- **Tasks and exercises**:
(a) From the cube forum thread, reproduce everything from "The C4Y cube" down to "minor lockups instead.".
(b) Answer these questions about the forum thread comparing the cubeforyou cube and the JSK clone:
(i) What reason does Bob give for voting for both options?
(ii) According to Tox|k, what may start loosening in the JSK clone?
(iii) How much does abr71310 say was spent on 3x3x3s alone?
(c) Carry on the forum thread comparing the cubeforyou cube and the JSK clone from its last post.
**** Excerpt provided
# New cubeforyou vs jsk clone



## jsthum (Mar 29, 2009)

Which is better the new cubeforyou or jsk clone? if there is another thread on this please give me some links cuz i cant find it through the search.


----------



## PeterNewton (Mar 29, 2009)

the jks clone is awsome. the new c4y is very smooth and shiny and classy, but its a little too solid for my tastes. a lot of people seem to like it for some reason.


----------



## Bob (Mar 29, 2009)

i voted for both just because you made the poll wrong.


----------



## Cloud_9ine (Mar 30, 2009)

By new c4y what one do you mean, this or this?

I hear the former is nice an crisp if you get the black, so I'm ordering for one.


----------



## Tox|k (Mar 30, 2009)

PeterNewton said:


> the jks clone is awsome. the new c4y is very smooth and shiny and classy, but its a little too solid for my tastes. a lot of people seem to like it for some reason.



My sentiments, exactly.
The JSK clone can be really good, but it can also be a little tricky to get just right. Depending on how you use it, the screws may also start loosening in the JSK too. I haven't had that problem, but I know people who have.
The C4Y cube is almost perfect. If the cubies were as rounded as type-A or type-C, I think it may be my fave cube. But they're not, so it feels crispy and I get minor lockups instead.


----------



## Odin (Apr 7, 2009)

Ehh the JSK clone is ok I’m not really a fan of it though...



Bob said:


> i voted for both just because you made the poll wrong.



Thats just wrong dude.


----------



## mcciff2112 (Apr 7, 2009)

I say buy them both. That's what I plan on doing


----------



## abr71310 (Apr 7, 2009)

mcciff2112 said:


> I say buy them both. That's what I plan on doing



Most of us aren't as privileged or as rich as you.
Money doesn't grow on trees, and I've had to face that fact lately
(I spent $250+ on just 3x3x3s alone, and I still don't have my Type F / Type B / Joy Cube!! T_T -- just a large assortment of DianShengs, Type Cs, Type As, Type Ds, and Edisons!)
********
**** Dataset extract
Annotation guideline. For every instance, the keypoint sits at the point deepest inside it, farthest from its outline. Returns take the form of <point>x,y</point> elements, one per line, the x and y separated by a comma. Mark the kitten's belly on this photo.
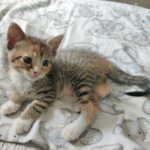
<point>66,92</point>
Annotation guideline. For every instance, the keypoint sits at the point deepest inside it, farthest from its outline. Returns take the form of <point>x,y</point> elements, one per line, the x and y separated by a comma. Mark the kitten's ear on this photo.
<point>54,43</point>
<point>14,35</point>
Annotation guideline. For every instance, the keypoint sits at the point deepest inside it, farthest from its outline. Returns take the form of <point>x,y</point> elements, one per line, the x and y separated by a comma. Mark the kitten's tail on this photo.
<point>122,77</point>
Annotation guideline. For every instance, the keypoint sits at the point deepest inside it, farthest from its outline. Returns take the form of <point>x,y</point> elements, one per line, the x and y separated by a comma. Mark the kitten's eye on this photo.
<point>27,60</point>
<point>45,63</point>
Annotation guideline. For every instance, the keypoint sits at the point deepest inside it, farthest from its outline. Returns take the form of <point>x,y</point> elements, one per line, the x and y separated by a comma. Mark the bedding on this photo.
<point>121,33</point>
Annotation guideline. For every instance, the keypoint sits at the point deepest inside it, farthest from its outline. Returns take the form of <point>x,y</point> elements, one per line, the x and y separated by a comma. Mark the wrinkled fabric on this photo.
<point>121,33</point>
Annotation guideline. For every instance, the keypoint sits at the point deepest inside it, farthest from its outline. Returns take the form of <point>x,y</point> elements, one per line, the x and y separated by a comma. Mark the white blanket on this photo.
<point>119,32</point>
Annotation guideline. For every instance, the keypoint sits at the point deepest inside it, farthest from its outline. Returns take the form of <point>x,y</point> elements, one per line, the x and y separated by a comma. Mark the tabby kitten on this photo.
<point>40,74</point>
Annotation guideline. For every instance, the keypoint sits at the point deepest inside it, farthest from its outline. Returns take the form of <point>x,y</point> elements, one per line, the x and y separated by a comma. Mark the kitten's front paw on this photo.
<point>22,126</point>
<point>9,107</point>
<point>72,131</point>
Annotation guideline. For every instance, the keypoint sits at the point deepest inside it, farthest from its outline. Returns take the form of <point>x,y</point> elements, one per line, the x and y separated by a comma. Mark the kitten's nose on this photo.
<point>35,73</point>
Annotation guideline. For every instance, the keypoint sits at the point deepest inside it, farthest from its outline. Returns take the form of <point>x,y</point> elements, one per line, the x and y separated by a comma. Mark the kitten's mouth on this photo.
<point>34,75</point>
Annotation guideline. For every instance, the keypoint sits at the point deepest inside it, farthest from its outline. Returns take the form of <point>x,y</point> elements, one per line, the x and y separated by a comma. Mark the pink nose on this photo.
<point>35,73</point>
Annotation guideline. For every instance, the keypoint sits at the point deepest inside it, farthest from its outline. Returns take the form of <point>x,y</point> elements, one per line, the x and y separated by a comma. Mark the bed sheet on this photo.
<point>121,33</point>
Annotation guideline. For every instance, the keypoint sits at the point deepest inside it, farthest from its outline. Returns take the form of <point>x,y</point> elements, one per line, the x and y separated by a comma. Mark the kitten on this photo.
<point>39,73</point>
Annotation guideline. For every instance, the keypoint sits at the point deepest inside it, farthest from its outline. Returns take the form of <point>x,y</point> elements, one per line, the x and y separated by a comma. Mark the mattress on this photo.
<point>119,32</point>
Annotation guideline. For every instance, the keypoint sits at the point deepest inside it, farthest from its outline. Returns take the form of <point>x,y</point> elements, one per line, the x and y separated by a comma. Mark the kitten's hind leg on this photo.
<point>73,130</point>
<point>24,122</point>
<point>12,105</point>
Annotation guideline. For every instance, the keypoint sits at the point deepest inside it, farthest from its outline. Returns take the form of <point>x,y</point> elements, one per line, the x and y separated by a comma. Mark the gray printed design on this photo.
<point>60,17</point>
<point>108,105</point>
<point>84,10</point>
<point>138,38</point>
<point>52,137</point>
<point>119,12</point>
<point>91,136</point>
<point>105,28</point>
<point>137,130</point>
<point>146,107</point>
<point>25,15</point>
<point>109,147</point>
<point>85,45</point>
<point>126,57</point>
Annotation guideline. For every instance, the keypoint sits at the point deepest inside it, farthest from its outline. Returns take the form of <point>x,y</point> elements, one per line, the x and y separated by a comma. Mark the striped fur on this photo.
<point>85,73</point>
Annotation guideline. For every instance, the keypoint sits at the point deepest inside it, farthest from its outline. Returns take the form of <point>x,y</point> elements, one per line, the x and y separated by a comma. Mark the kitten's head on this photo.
<point>30,56</point>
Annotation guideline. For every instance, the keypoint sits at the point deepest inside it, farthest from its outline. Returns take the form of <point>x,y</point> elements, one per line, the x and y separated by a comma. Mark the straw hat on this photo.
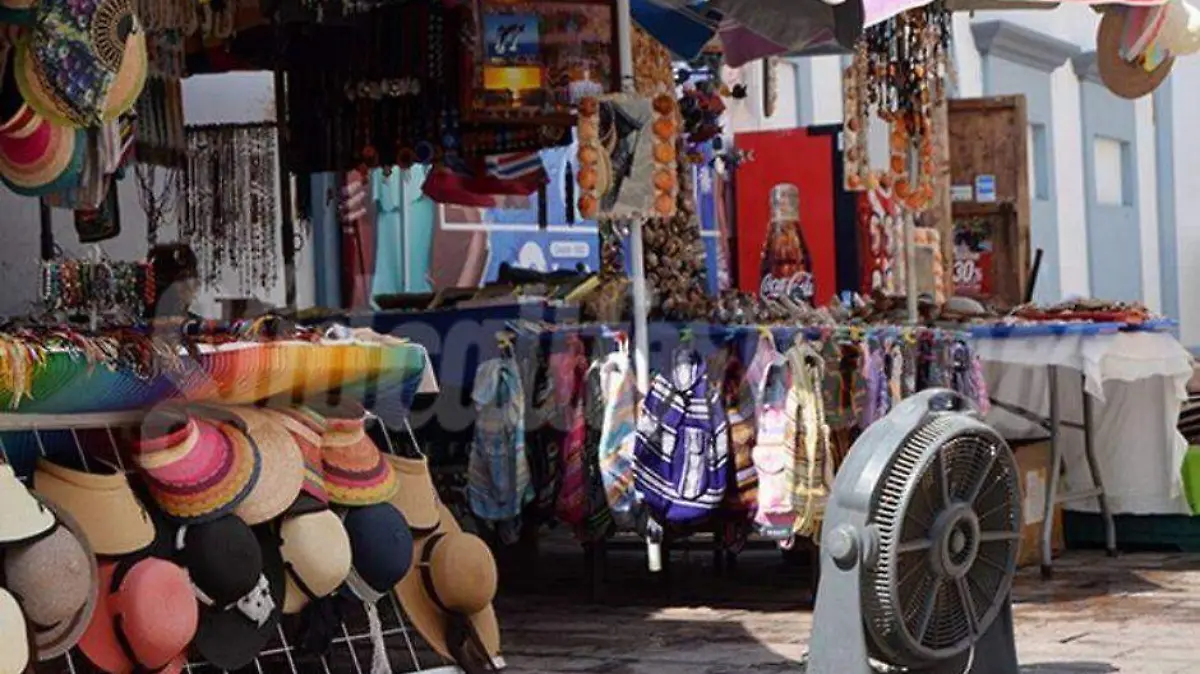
<point>417,498</point>
<point>58,583</point>
<point>22,517</point>
<point>108,515</point>
<point>307,428</point>
<point>196,470</point>
<point>283,467</point>
<point>150,602</point>
<point>317,557</point>
<point>36,156</point>
<point>455,575</point>
<point>108,66</point>
<point>1127,79</point>
<point>15,653</point>
<point>355,471</point>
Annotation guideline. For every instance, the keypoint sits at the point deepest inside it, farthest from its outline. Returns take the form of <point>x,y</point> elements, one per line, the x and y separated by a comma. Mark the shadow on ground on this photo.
<point>1069,668</point>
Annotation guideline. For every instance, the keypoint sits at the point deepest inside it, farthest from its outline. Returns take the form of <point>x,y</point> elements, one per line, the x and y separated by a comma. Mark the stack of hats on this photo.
<point>48,578</point>
<point>70,73</point>
<point>249,515</point>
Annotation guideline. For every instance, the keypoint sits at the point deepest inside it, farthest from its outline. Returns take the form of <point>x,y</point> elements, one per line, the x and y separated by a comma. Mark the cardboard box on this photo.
<point>1033,467</point>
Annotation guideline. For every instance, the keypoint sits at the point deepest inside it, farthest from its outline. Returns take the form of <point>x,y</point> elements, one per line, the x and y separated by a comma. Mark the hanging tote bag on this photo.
<point>814,468</point>
<point>682,449</point>
<point>618,434</point>
<point>774,451</point>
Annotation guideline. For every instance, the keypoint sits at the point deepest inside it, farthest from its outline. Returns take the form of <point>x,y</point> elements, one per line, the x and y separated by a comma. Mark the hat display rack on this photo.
<point>351,644</point>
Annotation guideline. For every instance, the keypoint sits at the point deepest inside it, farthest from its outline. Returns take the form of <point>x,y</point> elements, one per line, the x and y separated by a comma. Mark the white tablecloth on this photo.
<point>1138,381</point>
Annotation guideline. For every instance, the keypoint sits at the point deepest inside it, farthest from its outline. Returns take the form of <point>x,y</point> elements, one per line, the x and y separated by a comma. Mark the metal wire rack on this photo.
<point>351,651</point>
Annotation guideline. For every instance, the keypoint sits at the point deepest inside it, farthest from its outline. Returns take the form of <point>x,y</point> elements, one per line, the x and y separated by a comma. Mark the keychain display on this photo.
<point>100,287</point>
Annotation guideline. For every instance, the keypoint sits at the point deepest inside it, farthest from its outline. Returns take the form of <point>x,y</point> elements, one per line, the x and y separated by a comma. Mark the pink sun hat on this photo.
<point>145,618</point>
<point>197,470</point>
********
- **Answers below**:
(a)
The C4Y cube is almost perfect. If the cubies were as rounded as type-A or type-C, I think it may be my fave cube. But they're not, so it feels crispy and I get minor lockups instead.

(b)
(i) Because the poll was made wrong.
(ii) The screws.
(iii) $250+.

(c)
----------



## ChaosWZ (Jul 6, 2009)

i totally love LOVE love the JSK clone, however the core sucks like hell, its just an evil little thing that wears out and dies and the screws unloosen, just use a type A core, theyre sturdier(ish) or if you have the time and patience destroy a rubiks 3x3 and take out thier core, although i do believe rubiks 3x3s are nearly indestructable... my friends played soccer with mine one day, it was fine after about an hour XD a little dirty though...
anyway jsk clones are just very nice in my opinion. i think im gonna make a hybrid with mine though


----------



## 1996iscool (Oct 22, 2009)

My cube4you cube is very prone to lock ups. It used to be my main speedcube, but now it just started popping and locking up.


----------



## Twofu2 (Oct 22, 2009)

1996iscool said:


> My cube4you cube is very prone to lock ups. It used to be my main speedcube, but now it just started popping and locking up.



Why all the bumps lately hmm?


----------



## Edward (Oct 22, 2009)

Twofu2 said:


> 1996iscool said:
> 
> 
> > My cube4you cube is very prone to lock ups. It used to be my main speedcube, but now it just started popping and locking up.
> ...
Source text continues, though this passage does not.